→ **Task**
Reproduce the listing from the line with "Question. Place one point on every instance of the limestone" to the line with "x=275 y=611", keeping every line. Shift each x and y coordinate in the answers up by 107, and leave the sample coordinates unchanged.

++++++

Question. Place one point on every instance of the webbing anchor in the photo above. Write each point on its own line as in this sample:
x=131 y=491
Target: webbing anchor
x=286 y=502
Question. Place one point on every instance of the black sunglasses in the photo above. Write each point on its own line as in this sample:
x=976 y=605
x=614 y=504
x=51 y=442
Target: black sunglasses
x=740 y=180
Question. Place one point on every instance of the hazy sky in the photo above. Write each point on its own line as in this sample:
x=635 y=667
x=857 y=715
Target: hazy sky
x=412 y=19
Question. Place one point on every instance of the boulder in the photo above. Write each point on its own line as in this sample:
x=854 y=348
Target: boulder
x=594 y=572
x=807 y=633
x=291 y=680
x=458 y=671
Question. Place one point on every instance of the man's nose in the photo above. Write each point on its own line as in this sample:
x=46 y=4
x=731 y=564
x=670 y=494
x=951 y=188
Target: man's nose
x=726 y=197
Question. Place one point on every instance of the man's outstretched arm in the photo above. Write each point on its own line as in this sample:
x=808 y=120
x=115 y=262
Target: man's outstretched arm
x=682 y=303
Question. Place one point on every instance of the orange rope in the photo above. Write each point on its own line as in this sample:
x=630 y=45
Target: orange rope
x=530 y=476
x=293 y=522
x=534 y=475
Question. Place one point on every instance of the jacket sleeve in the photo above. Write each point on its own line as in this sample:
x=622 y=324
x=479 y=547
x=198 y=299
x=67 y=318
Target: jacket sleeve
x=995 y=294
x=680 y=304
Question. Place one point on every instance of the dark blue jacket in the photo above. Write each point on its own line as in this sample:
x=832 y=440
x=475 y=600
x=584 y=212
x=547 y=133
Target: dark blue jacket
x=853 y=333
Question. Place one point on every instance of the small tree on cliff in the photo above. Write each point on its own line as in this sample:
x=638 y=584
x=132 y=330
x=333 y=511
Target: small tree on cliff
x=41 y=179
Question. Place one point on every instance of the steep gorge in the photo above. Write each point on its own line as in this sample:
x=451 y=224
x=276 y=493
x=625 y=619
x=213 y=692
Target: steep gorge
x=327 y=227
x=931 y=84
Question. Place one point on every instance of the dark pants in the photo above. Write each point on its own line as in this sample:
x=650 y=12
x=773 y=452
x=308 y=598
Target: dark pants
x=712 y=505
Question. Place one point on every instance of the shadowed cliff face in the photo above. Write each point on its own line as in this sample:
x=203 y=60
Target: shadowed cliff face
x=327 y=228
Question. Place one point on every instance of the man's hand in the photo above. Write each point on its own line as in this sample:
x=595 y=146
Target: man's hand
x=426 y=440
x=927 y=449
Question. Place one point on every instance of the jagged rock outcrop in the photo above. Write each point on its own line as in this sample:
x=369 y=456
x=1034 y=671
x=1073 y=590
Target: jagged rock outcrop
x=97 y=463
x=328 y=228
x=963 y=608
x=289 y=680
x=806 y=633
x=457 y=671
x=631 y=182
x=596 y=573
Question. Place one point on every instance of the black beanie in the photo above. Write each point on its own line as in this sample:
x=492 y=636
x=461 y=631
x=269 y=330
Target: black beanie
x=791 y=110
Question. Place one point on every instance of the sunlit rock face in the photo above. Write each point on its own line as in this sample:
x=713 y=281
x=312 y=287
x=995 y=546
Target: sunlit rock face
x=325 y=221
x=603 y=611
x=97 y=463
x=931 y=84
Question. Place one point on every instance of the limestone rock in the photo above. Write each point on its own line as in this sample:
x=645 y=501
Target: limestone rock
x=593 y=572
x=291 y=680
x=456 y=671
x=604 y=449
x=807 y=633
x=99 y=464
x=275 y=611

++++++

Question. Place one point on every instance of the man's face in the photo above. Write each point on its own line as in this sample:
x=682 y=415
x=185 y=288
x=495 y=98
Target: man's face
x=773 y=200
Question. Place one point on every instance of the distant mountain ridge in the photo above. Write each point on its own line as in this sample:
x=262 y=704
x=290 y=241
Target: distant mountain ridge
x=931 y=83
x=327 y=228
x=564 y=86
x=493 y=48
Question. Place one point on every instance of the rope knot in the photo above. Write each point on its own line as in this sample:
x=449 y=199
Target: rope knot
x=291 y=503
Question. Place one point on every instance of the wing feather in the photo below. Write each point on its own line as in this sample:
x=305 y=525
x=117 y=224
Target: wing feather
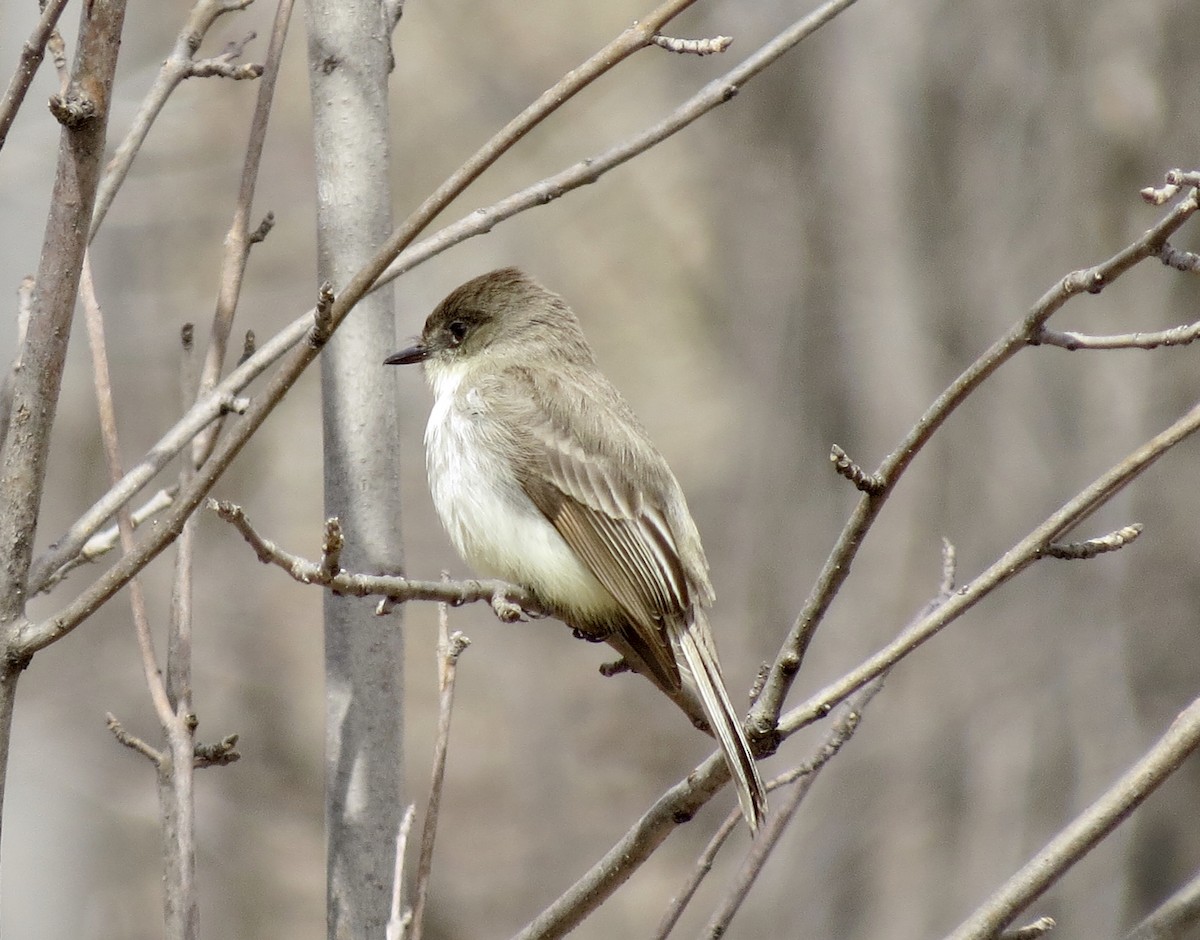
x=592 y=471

++++++

→ **Exercise response**
Question. Place one point on every instance of the limestone rock in the photo above. Write each point on its own line as in this sample:
x=645 y=501
Target: limestone rock
x=700 y=679
x=398 y=787
x=563 y=778
x=711 y=556
x=914 y=740
x=206 y=571
x=382 y=718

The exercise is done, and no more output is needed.